> **TASK INSTRUCTIONS**
This exercise asks for the entries to be repeated exactly, without their images.

> **RECORDS FOR PROCESSING**
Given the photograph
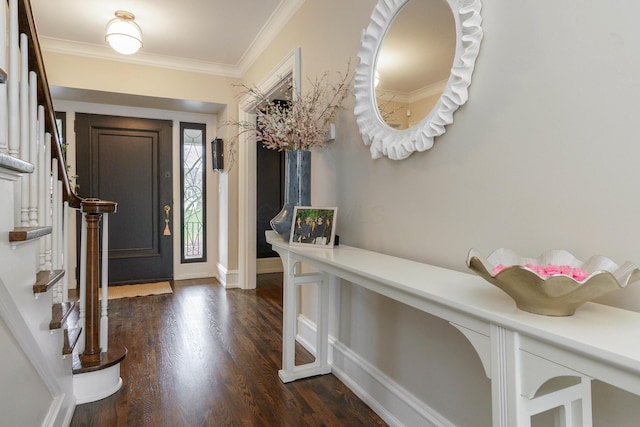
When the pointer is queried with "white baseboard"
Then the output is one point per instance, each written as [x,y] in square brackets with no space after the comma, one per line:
[394,404]
[228,278]
[268,265]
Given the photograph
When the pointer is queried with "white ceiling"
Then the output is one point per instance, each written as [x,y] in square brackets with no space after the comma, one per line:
[224,37]
[221,37]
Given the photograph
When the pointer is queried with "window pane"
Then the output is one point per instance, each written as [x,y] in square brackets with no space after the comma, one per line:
[193,192]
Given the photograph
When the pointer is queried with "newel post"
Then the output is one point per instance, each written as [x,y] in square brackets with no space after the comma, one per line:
[92,210]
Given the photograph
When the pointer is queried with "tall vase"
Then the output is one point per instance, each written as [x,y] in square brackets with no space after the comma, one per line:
[297,189]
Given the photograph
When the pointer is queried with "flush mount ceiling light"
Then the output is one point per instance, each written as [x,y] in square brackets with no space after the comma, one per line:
[123,34]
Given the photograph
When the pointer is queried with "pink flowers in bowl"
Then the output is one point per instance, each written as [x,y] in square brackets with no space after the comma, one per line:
[551,270]
[555,283]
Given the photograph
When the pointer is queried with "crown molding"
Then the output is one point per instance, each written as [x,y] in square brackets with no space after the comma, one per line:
[88,50]
[276,22]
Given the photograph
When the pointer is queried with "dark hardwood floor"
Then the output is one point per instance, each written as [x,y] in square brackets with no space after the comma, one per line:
[206,356]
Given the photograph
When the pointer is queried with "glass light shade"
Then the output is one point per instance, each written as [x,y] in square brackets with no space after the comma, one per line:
[124,35]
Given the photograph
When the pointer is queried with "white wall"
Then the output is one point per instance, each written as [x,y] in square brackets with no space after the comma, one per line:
[542,156]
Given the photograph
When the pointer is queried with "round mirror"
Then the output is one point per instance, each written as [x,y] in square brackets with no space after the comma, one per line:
[433,44]
[414,62]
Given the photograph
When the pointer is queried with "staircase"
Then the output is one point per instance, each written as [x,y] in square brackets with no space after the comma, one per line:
[55,351]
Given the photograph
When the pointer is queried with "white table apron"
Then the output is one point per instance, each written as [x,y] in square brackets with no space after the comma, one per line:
[520,351]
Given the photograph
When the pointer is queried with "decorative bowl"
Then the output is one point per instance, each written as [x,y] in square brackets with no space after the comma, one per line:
[557,294]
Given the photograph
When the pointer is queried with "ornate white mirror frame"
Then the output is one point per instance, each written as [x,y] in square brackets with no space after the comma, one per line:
[399,144]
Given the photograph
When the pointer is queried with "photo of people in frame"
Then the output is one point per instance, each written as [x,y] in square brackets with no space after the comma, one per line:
[313,226]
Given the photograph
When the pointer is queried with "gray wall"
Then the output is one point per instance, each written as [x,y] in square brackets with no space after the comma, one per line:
[543,156]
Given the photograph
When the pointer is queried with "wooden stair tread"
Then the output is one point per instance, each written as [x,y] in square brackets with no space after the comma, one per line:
[46,279]
[24,234]
[60,313]
[71,336]
[115,355]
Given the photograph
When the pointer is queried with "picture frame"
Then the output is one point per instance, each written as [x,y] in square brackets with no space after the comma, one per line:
[314,226]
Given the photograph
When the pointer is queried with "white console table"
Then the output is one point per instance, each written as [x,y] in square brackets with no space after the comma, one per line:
[520,351]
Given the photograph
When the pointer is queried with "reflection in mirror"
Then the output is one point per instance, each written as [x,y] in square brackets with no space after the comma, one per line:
[415,135]
[414,62]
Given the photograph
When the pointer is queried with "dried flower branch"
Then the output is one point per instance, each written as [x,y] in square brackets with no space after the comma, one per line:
[298,122]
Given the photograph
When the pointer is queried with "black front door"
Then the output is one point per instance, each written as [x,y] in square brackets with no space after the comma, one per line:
[128,161]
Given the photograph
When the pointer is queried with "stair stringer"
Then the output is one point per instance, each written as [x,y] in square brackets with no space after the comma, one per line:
[25,329]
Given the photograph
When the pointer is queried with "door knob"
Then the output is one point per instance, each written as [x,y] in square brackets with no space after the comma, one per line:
[167,231]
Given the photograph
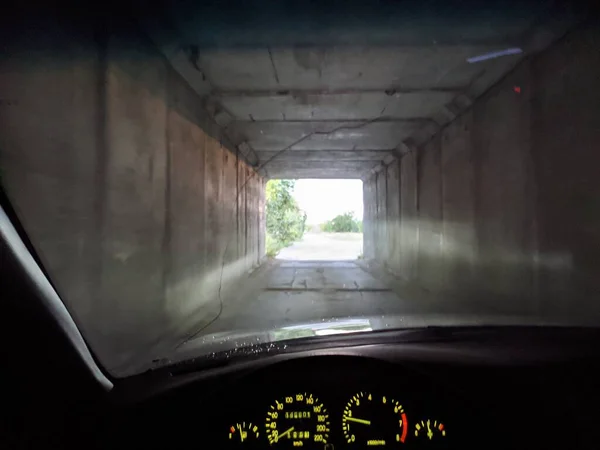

> **PROBLEM SOLUTION**
Given the photograph
When the pointer is queried with "white baseboard"
Then the output is one point per instance, each written as [x,y] in square brackets with no space after the comma, one per line:
[394,404]
[228,278]
[268,265]
Given the photograph
When the pointer is queried with "white ceiling"
Then the output is one point per instance, each written as [x,y] in square brackets with no space after the comma, one per line:
[224,37]
[221,37]
Given the photograph
When the pointer is queried with "window pane"
Then the output is one point per instance, each written as [x,y] in square brackets with no space after the comma, one per line:
[193,192]
Given the photograph
When the pointer is queried with "newel post"
Then the output is one point per instance, each written as [x,y] in square brackets with no space after the comma, one per line:
[92,210]
Given the photograph
When the pointer is queried with "tall vase"
Then the output is one point per instance, each written as [x,y] in square brackets with no space after the comma, one per line:
[297,189]
Given the photograph
When the pointer is queried with "flush mount ceiling light"
Then the output is one point per instance, each written as [x,y] in square brackets with no space after the comma, one per line:
[123,34]
Given the photograph
When the pointer is queried with "pink flowers in bowl"
Then the output is one point per instance, each written as [x,y] in square brackets with no space after the comma, one per line:
[551,270]
[555,283]
Given the photograph
When the pointer is queried with "crown molding"
Then the output is one point per instance, each written as [x,y] in square brackets with no space after the comma, one per line:
[88,50]
[276,22]
Given the photograph
When the pointer is queried with "dark hardwood floor"
Then the output is one point per instance, each written as [x,y] in square brackets with no space after the comma, one per line:
[206,356]
Given the photograph
When the pointer is queried with "glass light shade"
Then the output is one point per instance, each written as [x,y] in square brackets with no space after the comma, one per line:
[124,35]
Given the photograph
When the pointer is queried with "white wall"
Then the output is one point per instance, each written as [x,y] in square brackets with no space after the comma, one per line:
[542,156]
Given the photograph
When the pointer is queried with "round mirror"
Then the output is one point per instance, each written as [x,y] in square brackets with no space after the comma, one per line:
[433,44]
[414,62]
Given the photograph
When the pointer is queried with "staircase"
Then the output is one point per instance, each written as [x,y] in square brackets with no space after the comma, one per line:
[55,351]
Given the photograph
When the pointer is queried with "white table apron"
Then the output is one point per instance, each written as [x,y] in square brackets with no space after the comma, one per line:
[520,351]
Given the photograph
When the pointer is queried with "decorative bowl"
Then the output is one point per instance, each written as [x,y] in square brackets with no space after the comma, one per line:
[557,294]
Given the photograph
When the pointer is queried with "ornate white mirror frame"
Then the output is one point per instance, each written as [x,y] in square brackets with no space after the comma, one per line:
[399,144]
Given the photograph
When the pointer is queried with "photo of people in frame"
Then the output is one point per instance, each written as [x,y] in square brackets with no space after the comma, one per line:
[313,226]
Given the photograph
When the pointer is queried with "gray wall"
Then the output is one point per instance, each written as [x,y] in square brackets with no space after the comma, one per line:
[543,156]
Given the photograph
When the pointer is queried with "wooden stair tread"
Then the output is one point per instance, each written as [x,y] in square brackets with no space after the comma, one per line:
[46,279]
[24,234]
[60,313]
[71,336]
[115,355]
Given the photograph
When the pointer is queried with "picture frame"
Then the output is one point per instance, each written as [x,y] in square brackets with no space after the comma, one per line:
[314,226]
Given the photograph
When the pointer is queried with "white console table"
Then the output is one point per instance, each written as [x,y] in square brackets with no space after the comma, one per line:
[520,351]
Given the photograph
When the pointer is queried with "reflection in mirror"
Then the output is one point per instance, each written as [x,y] in square brackets with no space after the comma, one per line:
[415,135]
[414,62]
Given the photograph
When the pointer is queried with "dried flower branch"
Then the output is one point per instance, each written as [x,y] in square brackets with no space after the comma, one per line:
[298,122]
Given the photograph
When the pointer is queried with "black front door"
Then the output is one point per instance, each written as [x,y] in square brackets with no space after the comma, one per line:
[128,161]
Given the photograph
When the pointer is queried with "stair stringer"
Then the output is one point per instance, each written as [x,y] in square brackets with no space after the comma, one per line:
[25,329]
Given the photograph
When the pointer is queried with "door knob"
Then the output is one point per instance, each written as [x,y] in square brackets with no space after the comma, one per line:
[167,231]
Given the photograph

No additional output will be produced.